[Entries on finding named things]
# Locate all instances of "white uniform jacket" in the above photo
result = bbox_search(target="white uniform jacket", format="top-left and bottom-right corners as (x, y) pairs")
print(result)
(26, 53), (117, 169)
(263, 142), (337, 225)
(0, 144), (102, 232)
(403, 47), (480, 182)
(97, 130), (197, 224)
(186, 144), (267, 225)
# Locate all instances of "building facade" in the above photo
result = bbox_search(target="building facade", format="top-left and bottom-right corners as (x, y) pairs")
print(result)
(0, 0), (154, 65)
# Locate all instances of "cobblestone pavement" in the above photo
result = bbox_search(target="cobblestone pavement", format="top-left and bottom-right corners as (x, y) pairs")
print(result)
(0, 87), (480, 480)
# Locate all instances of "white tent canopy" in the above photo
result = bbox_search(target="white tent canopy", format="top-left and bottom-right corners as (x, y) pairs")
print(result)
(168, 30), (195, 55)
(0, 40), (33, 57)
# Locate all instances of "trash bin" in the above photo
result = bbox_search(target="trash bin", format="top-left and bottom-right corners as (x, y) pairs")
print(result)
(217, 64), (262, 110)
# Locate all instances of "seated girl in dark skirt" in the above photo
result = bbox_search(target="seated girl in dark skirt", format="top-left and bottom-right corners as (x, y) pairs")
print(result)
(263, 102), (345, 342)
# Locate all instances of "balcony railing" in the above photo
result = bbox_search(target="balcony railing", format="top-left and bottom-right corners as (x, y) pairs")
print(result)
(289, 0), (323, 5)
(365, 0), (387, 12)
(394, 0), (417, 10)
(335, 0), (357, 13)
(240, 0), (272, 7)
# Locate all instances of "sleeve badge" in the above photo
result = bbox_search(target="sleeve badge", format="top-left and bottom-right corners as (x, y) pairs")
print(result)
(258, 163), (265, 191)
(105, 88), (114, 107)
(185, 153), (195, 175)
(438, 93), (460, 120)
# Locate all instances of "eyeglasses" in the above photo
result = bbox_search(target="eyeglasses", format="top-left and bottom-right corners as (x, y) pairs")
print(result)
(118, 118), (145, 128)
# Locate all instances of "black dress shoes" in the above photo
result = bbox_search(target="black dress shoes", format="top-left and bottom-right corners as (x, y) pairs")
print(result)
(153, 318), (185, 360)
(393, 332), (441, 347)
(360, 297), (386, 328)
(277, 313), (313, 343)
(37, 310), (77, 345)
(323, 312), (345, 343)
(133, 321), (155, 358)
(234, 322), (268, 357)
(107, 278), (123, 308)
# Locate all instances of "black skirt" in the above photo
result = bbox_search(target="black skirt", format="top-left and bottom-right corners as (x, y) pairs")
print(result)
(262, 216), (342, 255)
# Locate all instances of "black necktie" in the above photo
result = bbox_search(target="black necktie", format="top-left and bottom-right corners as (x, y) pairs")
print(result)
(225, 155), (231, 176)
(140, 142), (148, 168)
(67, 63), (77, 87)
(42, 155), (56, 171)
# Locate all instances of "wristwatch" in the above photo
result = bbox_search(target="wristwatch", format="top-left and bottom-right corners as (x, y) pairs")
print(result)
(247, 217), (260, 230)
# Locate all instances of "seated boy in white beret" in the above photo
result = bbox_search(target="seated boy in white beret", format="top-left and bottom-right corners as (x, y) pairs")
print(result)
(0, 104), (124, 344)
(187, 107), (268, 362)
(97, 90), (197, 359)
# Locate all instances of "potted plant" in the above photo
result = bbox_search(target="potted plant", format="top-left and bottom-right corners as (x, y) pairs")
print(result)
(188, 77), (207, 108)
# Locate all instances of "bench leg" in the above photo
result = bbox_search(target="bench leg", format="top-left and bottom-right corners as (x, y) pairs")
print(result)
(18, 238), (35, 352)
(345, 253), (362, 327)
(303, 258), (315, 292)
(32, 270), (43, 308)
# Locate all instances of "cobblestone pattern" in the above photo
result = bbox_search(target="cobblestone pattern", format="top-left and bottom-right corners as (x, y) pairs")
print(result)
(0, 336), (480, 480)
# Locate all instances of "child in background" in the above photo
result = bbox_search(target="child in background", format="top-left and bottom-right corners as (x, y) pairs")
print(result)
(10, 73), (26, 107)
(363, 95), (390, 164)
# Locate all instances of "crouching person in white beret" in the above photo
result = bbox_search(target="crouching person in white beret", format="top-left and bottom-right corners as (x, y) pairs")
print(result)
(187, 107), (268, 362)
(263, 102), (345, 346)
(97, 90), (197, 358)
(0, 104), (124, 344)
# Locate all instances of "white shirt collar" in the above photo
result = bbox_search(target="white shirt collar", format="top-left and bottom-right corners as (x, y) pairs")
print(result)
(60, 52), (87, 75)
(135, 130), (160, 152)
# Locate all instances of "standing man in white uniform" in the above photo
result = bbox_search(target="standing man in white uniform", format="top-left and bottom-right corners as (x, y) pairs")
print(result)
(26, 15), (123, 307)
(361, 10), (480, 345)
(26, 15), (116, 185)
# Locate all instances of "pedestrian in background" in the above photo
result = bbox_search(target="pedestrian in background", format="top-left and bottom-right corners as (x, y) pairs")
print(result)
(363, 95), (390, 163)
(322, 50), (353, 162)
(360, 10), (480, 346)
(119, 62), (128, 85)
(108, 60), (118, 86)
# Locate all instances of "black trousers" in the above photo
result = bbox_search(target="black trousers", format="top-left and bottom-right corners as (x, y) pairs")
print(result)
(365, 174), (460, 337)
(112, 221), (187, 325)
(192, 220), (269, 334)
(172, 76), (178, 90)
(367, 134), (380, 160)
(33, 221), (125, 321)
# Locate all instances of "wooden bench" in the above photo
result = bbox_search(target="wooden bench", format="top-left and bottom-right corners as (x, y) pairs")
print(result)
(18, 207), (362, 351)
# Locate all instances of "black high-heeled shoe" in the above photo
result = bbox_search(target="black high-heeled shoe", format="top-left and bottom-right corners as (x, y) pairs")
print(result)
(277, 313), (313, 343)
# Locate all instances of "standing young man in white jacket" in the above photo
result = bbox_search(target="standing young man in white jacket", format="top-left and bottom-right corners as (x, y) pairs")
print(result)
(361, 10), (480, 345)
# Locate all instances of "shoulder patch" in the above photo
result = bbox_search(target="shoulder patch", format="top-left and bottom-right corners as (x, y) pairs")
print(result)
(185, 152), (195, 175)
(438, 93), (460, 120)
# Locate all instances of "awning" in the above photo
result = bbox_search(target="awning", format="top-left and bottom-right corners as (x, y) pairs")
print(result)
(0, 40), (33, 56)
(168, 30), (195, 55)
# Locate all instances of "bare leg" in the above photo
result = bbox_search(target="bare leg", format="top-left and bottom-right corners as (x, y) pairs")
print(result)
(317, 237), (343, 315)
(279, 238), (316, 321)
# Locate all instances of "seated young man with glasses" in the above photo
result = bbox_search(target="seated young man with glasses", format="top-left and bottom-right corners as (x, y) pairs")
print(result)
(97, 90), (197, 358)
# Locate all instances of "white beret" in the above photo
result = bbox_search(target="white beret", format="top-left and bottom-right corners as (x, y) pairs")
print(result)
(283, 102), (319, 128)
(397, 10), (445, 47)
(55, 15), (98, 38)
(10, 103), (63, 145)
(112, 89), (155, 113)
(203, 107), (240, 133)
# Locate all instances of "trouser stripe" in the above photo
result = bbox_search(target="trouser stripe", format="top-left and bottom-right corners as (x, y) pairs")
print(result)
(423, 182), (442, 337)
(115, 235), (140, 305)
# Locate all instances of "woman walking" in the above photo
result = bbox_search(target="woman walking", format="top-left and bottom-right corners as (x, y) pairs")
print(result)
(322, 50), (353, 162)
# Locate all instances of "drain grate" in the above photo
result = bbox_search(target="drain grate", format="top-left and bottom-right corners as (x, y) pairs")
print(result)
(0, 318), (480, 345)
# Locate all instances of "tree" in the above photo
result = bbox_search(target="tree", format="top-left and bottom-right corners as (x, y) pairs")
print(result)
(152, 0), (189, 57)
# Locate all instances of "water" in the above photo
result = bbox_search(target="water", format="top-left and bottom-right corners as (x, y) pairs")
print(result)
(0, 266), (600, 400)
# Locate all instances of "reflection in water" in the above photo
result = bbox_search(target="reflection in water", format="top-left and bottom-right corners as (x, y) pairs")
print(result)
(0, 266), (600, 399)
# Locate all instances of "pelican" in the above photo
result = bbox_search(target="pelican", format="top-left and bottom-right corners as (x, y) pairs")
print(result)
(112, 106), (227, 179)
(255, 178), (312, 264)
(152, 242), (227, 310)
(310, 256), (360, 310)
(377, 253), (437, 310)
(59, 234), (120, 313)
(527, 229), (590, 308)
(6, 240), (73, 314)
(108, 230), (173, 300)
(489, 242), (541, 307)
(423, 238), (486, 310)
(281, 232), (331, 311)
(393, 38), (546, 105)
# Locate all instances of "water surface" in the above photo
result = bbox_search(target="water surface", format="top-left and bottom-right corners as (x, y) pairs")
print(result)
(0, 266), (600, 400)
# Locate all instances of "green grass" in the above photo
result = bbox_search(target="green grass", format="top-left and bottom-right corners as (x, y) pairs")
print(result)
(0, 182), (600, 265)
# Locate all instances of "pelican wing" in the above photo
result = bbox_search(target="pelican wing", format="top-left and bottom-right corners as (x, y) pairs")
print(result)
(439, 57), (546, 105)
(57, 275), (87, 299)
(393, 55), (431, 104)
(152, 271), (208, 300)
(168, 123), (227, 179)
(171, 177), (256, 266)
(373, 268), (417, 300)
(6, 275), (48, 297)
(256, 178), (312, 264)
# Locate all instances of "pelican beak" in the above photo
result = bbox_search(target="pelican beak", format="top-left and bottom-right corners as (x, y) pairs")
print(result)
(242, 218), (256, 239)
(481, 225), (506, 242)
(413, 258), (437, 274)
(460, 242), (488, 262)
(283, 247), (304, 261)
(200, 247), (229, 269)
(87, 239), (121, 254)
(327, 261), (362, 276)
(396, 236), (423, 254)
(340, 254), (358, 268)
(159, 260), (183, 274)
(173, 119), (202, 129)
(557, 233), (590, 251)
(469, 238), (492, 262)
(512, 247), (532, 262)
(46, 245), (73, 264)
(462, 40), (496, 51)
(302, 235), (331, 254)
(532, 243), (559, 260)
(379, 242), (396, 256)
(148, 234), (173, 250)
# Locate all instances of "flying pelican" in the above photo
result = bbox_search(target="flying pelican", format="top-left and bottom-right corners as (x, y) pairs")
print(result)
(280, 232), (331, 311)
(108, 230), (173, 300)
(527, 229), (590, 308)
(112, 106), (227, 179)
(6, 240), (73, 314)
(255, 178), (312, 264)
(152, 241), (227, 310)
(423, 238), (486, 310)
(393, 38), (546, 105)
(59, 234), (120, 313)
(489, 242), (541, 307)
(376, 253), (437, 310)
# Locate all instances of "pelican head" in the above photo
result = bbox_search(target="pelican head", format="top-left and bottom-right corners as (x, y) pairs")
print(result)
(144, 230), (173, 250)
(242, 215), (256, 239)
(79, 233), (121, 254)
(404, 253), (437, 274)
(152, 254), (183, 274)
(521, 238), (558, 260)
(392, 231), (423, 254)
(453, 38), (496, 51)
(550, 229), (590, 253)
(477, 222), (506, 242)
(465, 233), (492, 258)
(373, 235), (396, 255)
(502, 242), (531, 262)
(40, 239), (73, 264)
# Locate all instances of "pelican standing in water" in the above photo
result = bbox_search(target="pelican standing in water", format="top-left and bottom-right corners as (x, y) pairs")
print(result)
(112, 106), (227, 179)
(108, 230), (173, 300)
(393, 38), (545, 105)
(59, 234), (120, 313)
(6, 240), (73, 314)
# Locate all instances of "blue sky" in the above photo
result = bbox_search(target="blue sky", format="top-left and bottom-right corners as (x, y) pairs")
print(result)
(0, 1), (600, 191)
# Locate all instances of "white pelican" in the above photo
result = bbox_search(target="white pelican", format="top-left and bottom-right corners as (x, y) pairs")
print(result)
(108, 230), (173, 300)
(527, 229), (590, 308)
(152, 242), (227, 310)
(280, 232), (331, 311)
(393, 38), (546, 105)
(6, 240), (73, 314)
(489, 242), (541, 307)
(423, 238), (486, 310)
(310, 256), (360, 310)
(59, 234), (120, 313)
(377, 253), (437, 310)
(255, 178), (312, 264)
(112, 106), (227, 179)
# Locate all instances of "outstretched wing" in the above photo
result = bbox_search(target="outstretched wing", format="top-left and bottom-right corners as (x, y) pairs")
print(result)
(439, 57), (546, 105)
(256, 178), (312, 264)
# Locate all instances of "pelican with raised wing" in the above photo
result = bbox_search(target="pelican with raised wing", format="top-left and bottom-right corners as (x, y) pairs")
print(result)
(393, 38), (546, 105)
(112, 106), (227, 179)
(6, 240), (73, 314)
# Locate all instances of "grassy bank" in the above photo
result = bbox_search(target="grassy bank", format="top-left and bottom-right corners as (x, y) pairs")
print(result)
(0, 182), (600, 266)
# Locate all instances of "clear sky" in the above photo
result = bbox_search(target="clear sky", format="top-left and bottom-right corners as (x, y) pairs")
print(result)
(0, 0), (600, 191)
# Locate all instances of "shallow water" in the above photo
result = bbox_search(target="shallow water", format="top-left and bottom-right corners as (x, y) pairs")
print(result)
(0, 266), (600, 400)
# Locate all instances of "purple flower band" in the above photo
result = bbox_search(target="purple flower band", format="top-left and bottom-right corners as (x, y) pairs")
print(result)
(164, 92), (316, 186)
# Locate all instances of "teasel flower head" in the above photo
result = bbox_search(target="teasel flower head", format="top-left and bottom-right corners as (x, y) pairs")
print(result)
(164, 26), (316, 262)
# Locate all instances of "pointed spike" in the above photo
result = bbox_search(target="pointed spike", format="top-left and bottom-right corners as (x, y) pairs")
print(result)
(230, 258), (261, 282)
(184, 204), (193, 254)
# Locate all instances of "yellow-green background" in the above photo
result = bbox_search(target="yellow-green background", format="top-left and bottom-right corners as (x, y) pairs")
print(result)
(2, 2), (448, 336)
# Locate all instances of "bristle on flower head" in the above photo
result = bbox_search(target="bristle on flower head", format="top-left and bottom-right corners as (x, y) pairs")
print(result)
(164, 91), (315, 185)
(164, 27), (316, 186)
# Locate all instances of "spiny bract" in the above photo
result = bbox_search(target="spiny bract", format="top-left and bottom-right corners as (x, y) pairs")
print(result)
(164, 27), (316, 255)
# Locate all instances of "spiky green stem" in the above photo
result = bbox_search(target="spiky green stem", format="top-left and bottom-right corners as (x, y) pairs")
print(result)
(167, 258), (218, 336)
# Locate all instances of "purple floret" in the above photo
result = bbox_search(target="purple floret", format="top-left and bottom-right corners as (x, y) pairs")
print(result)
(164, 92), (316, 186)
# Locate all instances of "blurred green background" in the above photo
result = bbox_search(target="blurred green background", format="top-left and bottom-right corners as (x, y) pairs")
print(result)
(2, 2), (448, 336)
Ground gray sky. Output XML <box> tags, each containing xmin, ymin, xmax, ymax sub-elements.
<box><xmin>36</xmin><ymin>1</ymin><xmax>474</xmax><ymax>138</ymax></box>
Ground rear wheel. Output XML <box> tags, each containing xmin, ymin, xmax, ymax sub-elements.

* THE TASK: Find each line in the entries above that contains the word "trash" and copy those lines out in full. A match must have the same uppercase and lowercase letters.

* ANSWER FOR THE TASK:
# Locate all instances of "trash bin" in the above photo
result = bbox_search(target="trash bin", format="top-left and bottom-right corners as (x, y) pairs")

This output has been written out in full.